THE TASK: Exactly as they stand, give the records below again, with no images.

- - - - -

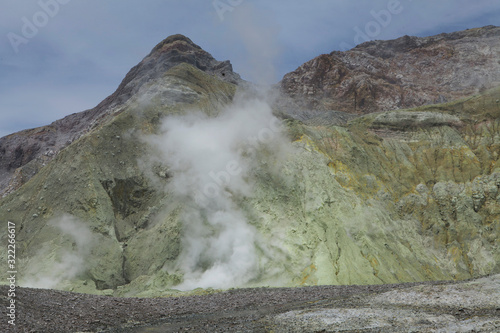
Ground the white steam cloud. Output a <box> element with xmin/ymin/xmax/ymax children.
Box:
<box><xmin>21</xmin><ymin>214</ymin><xmax>94</xmax><ymax>289</ymax></box>
<box><xmin>145</xmin><ymin>93</ymin><xmax>289</xmax><ymax>290</ymax></box>
<box><xmin>142</xmin><ymin>2</ymin><xmax>287</xmax><ymax>290</ymax></box>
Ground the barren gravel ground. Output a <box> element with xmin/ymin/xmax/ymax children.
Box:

- - - - -

WORKED SOLUTION:
Ground the white steam cloud. Output a <box> element with xmin/ymin/xmax/ymax children.
Box:
<box><xmin>21</xmin><ymin>214</ymin><xmax>94</xmax><ymax>289</ymax></box>
<box><xmin>145</xmin><ymin>93</ymin><xmax>289</xmax><ymax>290</ymax></box>
<box><xmin>142</xmin><ymin>2</ymin><xmax>287</xmax><ymax>290</ymax></box>
Ground the barren gravel ground. Output a <box> element with xmin/ymin/xmax/ymax children.
Box:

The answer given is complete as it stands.